Repeatable mechanochemical activation of dynamic covalent bonds in thermoplastic elastomers

Abstract

Repeated mechanical scission and recombination of dynamic covalent bonds incorporated in segmented polyurethane elastomers are demonstrated by utilizing a diarylbibenzofuranone-based mechanophore and by the design of the segmented polymer structures. The repeated mechanochemical reactions can accompany clear colouration and simultaneous fading.

---

There is growing interest in mechanochemistry in the field of polymers, because of the fundamental difference between this approach and thermal, electrical and photo-induced polymer reactions.^1,2 In solution systems, the mechanochemical activation of specific bonds comprised of mechanically sensitive molecules (mechanophores) that are embedded in polymer backbones has facilitated the investigation of forbidden reactions³ and mechanically initiated reactions or polymerizations.^4–8 Thus, fundamental knowledge about the unique chemistry involved in these reactions can be obtained.^9–11 Furthermore, single-molecule force spectroscopy has facilitated deeper understanding of such reactions on the molecular scale.^12,13

On the other hand, polymer mechanochemistry in bulk systems has provided important mechanistic insights, because of its practical and fascinating applications,^14–25 such as damage reporting,^26–29 stress strengthening³⁰ and chemical species release.^31,32 Previously, however, such behaviours have often been accompanied by material failure or irreversible plastic deformation, which limit further applications of this type of chemistry. Some notable exceptions exist, in which non-scissile, photo-reversible mechanophores are repeatedly activated or irreversible reactions are initiated multiple times.^20,33–35 However, repeatable activation of scissile, autonomously regeneratable mechanophores in bulk polymers, which would enable these materials to detect emergent damage^26–29 and to self-heal small but risk-laden damage,^36–39 has not yet been reported. Previously, polymeric materials with both damage-detecting and self-healing abilities were developed; however, external stimuli such as UV light irradiation, acid or solvent additives or heating were required in order to initiate damage repair.^40,41

Here, we demonstrate the repeated mechanochemical activation and autonomous regeneration (with no external stimuli) of dynamic covalent mechanophores in thermoplastic elastomers. Diarylbibenzofuranone (DABBF) is employed as the mechanophore, which is homolytically cleaved into blue-coloured stable radicals in response to mechanical stress. Further, the generated radicals can recombine autonomously as a result of equilibration at room temperature, where the dissociation ratio is very small (ca. 0.001% in solution) (Fig. 1a).^42–45 Previously, we reported mechanical activation and autonomous recovery of DABBF incorporated in segmented polyurethane elastomers; however, repeated activation was not achieved successfully. This difficulty was most likely due to changes in the molecular aggregation structure caused by stretching.⁴⁶ Therefore, in the present paper, another oligomer with higher molecular mobility, poly(tetramethylene ether glycol) (PTMG), is selected for the soft segment in order to restore the mechanically altered structure.

**DATA SUPPLIED**
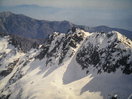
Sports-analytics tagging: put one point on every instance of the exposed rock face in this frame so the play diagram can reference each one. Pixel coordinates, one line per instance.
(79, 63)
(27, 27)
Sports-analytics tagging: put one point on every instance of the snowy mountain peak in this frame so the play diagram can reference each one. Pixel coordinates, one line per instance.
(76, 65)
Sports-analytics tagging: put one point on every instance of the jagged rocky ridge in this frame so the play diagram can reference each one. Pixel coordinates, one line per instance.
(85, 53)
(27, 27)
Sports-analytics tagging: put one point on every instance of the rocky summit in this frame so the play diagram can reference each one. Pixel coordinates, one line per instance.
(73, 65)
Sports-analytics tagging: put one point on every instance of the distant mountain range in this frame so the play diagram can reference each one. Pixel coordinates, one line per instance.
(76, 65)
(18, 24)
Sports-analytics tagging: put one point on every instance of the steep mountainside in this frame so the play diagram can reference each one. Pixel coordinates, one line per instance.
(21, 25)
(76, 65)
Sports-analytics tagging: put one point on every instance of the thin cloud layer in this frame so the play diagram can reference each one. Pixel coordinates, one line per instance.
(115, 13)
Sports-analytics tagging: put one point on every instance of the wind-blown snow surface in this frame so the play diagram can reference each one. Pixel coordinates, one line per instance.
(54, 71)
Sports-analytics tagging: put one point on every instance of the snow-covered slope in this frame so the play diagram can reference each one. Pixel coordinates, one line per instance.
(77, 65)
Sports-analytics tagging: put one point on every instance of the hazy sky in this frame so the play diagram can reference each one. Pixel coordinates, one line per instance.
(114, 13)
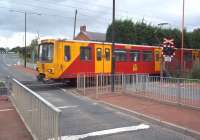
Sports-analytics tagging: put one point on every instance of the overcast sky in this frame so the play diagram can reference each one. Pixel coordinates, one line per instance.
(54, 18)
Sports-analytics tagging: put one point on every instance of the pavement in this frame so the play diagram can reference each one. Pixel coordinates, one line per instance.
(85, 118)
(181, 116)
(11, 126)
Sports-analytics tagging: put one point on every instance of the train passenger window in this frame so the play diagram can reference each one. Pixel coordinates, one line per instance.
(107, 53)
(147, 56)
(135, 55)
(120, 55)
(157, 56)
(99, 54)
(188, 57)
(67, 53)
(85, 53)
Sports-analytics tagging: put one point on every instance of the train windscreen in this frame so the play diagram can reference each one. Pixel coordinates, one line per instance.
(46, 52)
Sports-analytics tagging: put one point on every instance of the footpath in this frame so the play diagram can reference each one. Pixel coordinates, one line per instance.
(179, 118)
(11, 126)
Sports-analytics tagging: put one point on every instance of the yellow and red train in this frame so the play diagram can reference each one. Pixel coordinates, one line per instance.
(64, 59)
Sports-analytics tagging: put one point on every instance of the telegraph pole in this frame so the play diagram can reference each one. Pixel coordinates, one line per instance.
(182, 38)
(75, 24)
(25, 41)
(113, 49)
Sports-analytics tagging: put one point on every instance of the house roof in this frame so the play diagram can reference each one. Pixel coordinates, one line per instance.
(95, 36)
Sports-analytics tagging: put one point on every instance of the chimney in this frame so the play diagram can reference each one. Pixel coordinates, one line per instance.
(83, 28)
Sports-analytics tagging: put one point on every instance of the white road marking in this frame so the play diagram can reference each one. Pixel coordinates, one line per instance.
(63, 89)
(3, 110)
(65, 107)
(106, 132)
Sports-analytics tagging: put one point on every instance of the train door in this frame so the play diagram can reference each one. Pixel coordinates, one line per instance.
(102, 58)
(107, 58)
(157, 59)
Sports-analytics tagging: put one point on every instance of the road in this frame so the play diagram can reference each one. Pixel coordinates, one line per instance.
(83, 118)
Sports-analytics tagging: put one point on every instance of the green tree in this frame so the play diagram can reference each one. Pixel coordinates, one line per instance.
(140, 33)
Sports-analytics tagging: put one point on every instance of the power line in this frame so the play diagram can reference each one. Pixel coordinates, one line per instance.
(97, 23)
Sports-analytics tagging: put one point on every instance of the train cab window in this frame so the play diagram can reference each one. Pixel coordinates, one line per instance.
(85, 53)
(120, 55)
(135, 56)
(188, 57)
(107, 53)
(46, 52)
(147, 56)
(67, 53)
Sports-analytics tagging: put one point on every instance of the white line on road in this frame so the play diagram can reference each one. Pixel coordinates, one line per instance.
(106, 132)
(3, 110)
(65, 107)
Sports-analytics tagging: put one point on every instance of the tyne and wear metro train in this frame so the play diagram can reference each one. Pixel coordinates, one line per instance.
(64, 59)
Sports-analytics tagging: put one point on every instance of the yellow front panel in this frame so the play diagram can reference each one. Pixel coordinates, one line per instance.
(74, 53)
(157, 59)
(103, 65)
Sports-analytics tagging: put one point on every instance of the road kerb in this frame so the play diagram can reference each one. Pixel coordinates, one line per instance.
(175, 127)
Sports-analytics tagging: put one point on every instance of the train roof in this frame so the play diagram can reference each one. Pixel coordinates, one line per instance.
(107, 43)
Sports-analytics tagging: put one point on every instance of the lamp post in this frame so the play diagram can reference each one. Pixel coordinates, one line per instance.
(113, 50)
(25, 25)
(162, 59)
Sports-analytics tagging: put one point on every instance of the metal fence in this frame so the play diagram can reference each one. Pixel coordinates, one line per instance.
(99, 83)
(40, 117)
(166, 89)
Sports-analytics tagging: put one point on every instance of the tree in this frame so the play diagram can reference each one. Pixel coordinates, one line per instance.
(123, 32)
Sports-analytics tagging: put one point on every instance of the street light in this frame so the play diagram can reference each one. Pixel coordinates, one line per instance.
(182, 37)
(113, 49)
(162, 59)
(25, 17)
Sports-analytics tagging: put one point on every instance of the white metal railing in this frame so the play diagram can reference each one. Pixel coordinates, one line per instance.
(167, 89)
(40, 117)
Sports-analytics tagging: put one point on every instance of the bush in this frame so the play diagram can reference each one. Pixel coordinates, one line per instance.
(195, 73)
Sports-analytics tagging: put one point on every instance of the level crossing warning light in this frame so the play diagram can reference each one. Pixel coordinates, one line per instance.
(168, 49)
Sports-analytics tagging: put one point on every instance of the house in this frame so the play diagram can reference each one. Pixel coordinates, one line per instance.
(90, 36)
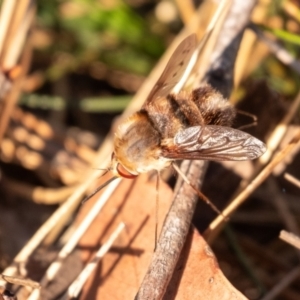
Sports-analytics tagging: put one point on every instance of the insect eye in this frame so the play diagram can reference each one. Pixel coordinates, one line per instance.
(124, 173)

**PROBLEM DETAILS**
Continue the article on repeatable mechanochemical activation of dynamic covalent bonds in thermoplastic elastomers, starting right after its last sentence.

**FINAL ANSWER**
Fig. 1 (a) Mechanically triggered conversion of equilibrium between colourless DABBF and blue-coloured radicals. (b) Scheme for DABBF mechanophore incorporation into segmented polyurethane elastomers.

For the purposes of this study, we designed segmented polyurethane elastomers using DABBF mechanophores incorporated in the soft segments in order to facilitate efficient activation (Fig. 1b).⁴⁶ In these elastomers, the hard segments aggregated to form hard domains via strong hydrogen bonding among the urethane linkages, resulting in physical cross-links and elastomeric properties. The elastomers containing DABBF, P1 and P2, were prepared via soft pre-polymers composed of dihydroxy DABBF, dihydroxy PTMG (M_n = 1400 for P1 or 2900 for P2) and 4,4′-methylenebis(phenyl isocyanate) (MDI). The subsequent formation of the hard segments was achieved by adding the 1,4-butanediol (BDO) chain extender. The reaction mixtures were homogeneous and gelation was not observed over the course of the reactions in either case. Further, in the ¹H NMR spectra of the elastomers, each peak could be assigned to the corresponding protons (Fig. S1, ESI†). In the differential scanning calorimetric (DSC) curves of the elastomers, small endothermic peaks originating from melting of the hard segments were observed at 186 and 178 °C for P1 and P2, respectively (Fig. S2, ESI†). In addition, two glass transitions were observed in each curve, at −88 and 1 °C for P1, and at −58 and 89 °C for P2. The former temperatures (−88 and −58 °C), which are similar to the glass transition temperature (T_g) of PTMG (T_g = −89 °C), originate from the soft segments composed of PTMG and MDI, whereas the latter temperatures (1 and 89 °C) originate from other soft segments composed of PTMG, MDI and DABBF. Melting of the PTMG crystallites was observed at 23 °C, in the DSC curve of P2 only. These results suggest that each elastomer has more than three microphases with different molecular mobility. They also indicate that P1 is almost amorphous, while P2 has a crystalline soft segment. This conclusion is also supported by small angle X-ray scattering (SAXS) and wide angle X-ray diffraction (WAXD) measurements of the elastomers (Fig. S3 and S4, ESI†).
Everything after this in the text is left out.